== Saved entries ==

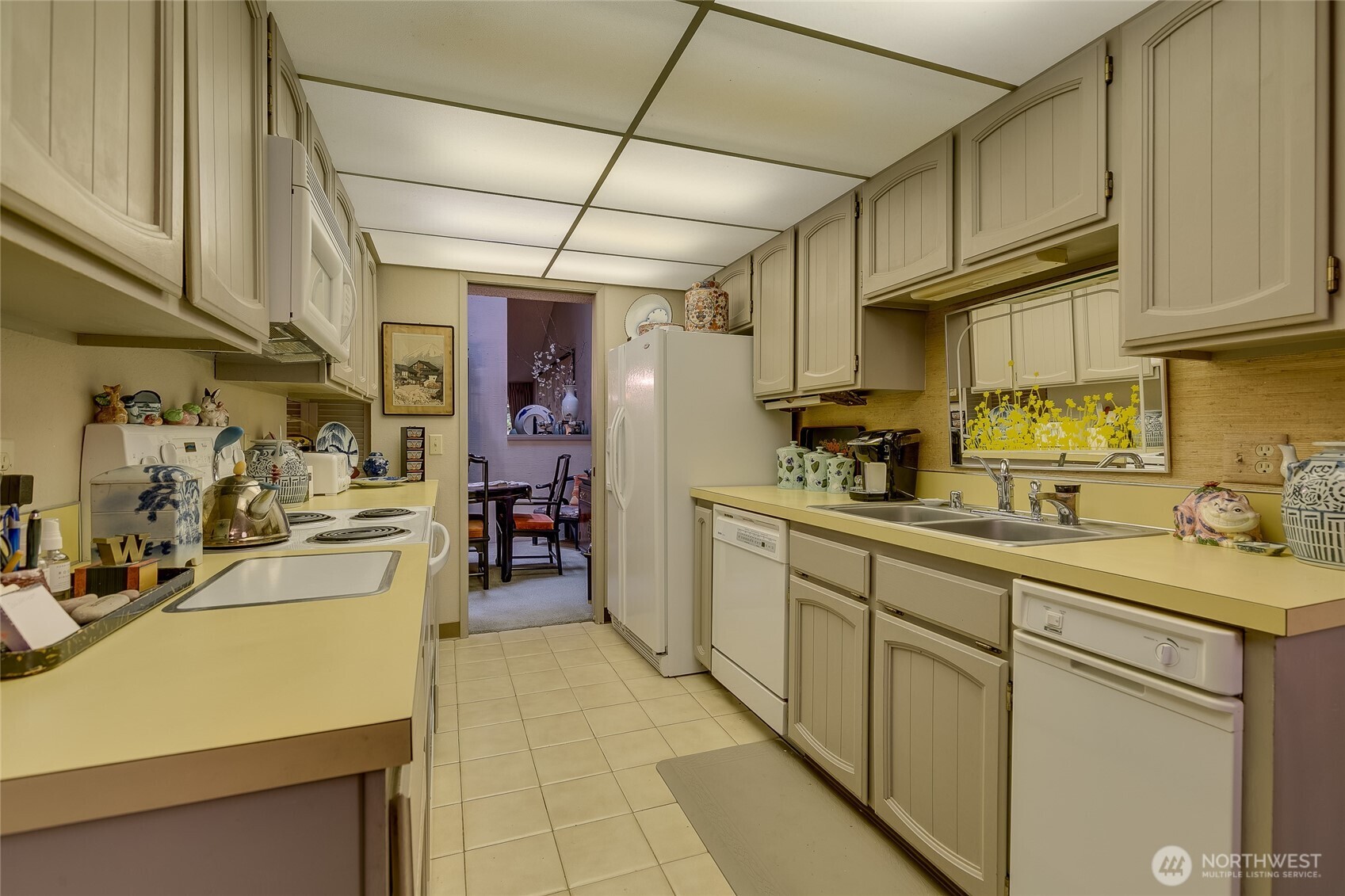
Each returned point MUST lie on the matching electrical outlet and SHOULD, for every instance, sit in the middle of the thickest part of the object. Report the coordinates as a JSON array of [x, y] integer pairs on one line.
[[1252, 458]]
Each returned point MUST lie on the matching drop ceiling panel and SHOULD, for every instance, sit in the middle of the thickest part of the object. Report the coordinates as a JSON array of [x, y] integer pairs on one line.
[[634, 272], [376, 133], [651, 237], [1005, 40], [688, 183], [775, 94], [420, 250], [581, 62], [392, 204]]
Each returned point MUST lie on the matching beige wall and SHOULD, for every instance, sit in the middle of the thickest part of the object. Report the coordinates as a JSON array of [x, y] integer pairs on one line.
[[432, 296], [46, 398]]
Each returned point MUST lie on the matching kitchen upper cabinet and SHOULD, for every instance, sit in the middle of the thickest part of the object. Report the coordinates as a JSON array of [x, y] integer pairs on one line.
[[941, 747], [829, 681], [92, 124], [736, 280], [905, 221], [772, 299], [1225, 170], [226, 128], [702, 584], [287, 105], [827, 304], [1034, 163], [1043, 341]]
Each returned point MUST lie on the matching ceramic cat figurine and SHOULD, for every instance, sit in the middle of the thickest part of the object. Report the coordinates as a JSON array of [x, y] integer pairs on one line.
[[212, 412], [1213, 516], [111, 408]]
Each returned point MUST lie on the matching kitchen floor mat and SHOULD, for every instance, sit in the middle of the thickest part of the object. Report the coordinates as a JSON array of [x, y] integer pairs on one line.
[[777, 829]]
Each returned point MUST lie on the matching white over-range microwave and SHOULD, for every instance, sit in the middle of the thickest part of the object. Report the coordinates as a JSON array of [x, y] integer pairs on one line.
[[312, 289]]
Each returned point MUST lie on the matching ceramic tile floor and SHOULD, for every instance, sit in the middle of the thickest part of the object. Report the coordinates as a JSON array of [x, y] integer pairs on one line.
[[544, 767]]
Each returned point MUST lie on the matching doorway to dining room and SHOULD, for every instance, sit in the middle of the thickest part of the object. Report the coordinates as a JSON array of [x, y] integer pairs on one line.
[[529, 360]]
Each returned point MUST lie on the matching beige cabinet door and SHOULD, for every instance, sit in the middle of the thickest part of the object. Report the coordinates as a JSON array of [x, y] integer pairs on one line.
[[92, 127], [736, 280], [1098, 337], [941, 749], [827, 299], [1043, 342], [702, 585], [992, 349], [1225, 169], [905, 221], [226, 173], [287, 107], [829, 681], [1034, 163], [772, 302]]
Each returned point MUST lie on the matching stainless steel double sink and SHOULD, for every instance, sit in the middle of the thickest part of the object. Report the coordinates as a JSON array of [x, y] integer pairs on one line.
[[989, 525]]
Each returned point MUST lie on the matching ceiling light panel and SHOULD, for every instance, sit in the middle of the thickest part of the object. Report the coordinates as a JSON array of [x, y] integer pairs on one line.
[[393, 204], [632, 272], [581, 61], [1003, 40], [651, 237], [420, 250], [775, 94], [376, 133], [688, 183]]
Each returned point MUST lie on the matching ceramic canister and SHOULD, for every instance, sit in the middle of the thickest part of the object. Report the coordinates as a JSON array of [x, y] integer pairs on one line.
[[1313, 505], [816, 468], [789, 466], [706, 307], [839, 474]]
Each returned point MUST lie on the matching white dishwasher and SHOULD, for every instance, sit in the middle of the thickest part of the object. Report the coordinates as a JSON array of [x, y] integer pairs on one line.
[[751, 610], [1126, 747]]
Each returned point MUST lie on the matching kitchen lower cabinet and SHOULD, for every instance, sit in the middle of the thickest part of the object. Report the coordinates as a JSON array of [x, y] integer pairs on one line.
[[702, 579], [1225, 175], [941, 749], [829, 681]]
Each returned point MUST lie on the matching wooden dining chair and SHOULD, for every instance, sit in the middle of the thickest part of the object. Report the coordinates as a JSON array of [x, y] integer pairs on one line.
[[478, 529]]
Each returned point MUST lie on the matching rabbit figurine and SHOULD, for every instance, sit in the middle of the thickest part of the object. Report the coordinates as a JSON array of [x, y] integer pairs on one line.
[[111, 408], [212, 412]]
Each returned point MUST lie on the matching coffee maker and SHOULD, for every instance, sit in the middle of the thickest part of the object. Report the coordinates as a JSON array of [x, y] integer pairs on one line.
[[885, 463]]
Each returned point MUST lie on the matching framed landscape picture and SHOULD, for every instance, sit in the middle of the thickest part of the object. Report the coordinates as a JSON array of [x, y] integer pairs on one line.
[[417, 369]]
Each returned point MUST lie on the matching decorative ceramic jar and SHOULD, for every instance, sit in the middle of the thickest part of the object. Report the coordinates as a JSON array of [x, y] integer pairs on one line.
[[839, 474], [706, 307], [277, 462], [816, 468], [376, 466], [1313, 505], [789, 466]]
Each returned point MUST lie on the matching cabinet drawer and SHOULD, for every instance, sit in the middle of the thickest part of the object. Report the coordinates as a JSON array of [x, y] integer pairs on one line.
[[837, 564], [962, 604]]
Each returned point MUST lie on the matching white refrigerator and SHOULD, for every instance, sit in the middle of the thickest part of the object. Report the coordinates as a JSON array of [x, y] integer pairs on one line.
[[679, 414]]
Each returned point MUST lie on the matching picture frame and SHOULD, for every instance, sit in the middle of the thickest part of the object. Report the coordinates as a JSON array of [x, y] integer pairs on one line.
[[417, 365]]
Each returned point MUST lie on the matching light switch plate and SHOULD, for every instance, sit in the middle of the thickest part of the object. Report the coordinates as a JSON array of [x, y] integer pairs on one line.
[[1252, 458]]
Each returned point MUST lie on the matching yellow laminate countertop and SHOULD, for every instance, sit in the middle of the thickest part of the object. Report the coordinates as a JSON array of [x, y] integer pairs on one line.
[[1275, 595], [179, 708]]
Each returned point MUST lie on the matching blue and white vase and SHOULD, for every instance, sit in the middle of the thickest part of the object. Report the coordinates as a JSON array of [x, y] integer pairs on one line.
[[1313, 505], [789, 466]]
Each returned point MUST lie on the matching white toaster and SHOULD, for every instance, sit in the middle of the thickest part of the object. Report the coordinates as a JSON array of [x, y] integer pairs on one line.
[[330, 471]]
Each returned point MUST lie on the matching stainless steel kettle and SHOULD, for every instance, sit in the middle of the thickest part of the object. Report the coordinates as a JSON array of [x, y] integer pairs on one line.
[[239, 512]]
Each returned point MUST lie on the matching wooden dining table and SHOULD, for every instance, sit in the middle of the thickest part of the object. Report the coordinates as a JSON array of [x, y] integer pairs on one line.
[[503, 495]]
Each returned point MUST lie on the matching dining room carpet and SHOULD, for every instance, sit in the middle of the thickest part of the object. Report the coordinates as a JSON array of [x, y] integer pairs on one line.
[[777, 829], [530, 599]]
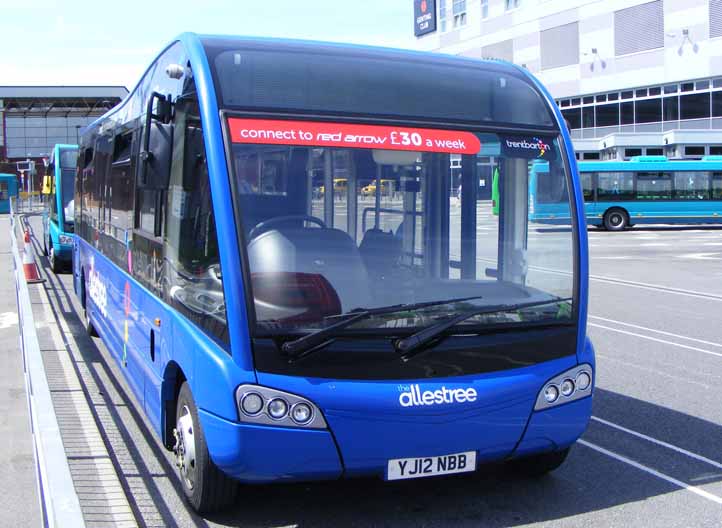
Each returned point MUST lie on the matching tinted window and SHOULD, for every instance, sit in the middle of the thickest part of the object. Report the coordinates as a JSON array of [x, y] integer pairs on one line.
[[671, 108], [717, 186], [615, 186], [627, 113], [691, 186], [648, 111], [331, 80], [654, 186], [194, 282], [608, 115], [573, 117]]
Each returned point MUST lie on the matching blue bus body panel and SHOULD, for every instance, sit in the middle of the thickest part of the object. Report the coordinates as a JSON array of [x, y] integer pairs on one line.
[[371, 426], [10, 183]]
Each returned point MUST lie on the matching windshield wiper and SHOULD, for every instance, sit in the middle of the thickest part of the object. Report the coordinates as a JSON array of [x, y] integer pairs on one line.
[[407, 346], [312, 342]]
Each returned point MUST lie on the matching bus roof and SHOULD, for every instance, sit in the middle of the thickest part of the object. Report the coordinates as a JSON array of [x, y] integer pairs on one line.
[[325, 78], [661, 165]]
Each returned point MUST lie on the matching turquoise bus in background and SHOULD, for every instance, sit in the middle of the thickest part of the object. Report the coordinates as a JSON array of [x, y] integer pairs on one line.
[[59, 215], [8, 189], [643, 190]]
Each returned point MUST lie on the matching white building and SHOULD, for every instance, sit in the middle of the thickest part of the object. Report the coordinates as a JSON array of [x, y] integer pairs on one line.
[[630, 76]]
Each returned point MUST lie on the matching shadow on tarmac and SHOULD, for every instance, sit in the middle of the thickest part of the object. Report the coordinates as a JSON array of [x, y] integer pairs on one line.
[[587, 482]]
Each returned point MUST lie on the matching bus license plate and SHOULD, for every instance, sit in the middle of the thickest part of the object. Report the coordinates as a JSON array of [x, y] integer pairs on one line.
[[405, 468]]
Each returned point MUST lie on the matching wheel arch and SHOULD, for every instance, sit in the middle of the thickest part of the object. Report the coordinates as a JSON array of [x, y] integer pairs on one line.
[[173, 378]]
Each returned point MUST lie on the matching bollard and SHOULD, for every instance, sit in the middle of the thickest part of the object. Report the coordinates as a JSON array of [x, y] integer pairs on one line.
[[30, 268]]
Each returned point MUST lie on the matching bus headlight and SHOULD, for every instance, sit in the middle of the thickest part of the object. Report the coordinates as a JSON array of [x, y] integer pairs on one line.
[[265, 406], [252, 403], [583, 381], [573, 384], [301, 413], [277, 408]]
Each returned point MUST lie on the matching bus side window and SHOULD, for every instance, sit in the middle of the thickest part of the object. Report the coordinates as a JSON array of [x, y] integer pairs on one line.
[[194, 284]]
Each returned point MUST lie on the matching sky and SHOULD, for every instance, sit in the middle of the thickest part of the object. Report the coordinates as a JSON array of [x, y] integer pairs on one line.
[[91, 42]]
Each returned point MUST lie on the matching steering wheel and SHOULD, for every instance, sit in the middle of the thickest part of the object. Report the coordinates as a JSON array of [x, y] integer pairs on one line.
[[266, 224]]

== EXERCISE GOAL ==
Write out, without alteration, the line that contains "Each returned point MUST lie on the matching sky" and all subsequent lines down to the end of the data above.

== TASK RESPONSE ==
Each returned point MUST lie on the matching sky and SHOULD, for every instance, sit in the middle of the thickest part of the object. Report the coordinates as a JSON array of [x, y] integer pairs on one line.
[[91, 42]]
Each returned point MUST lie on the matching steering wheel and SHOULD, for every instance, sit in the middle of the thickest part of the object. Report the coordinates as a JSON array of [x, y] integer pairs on one line.
[[266, 224]]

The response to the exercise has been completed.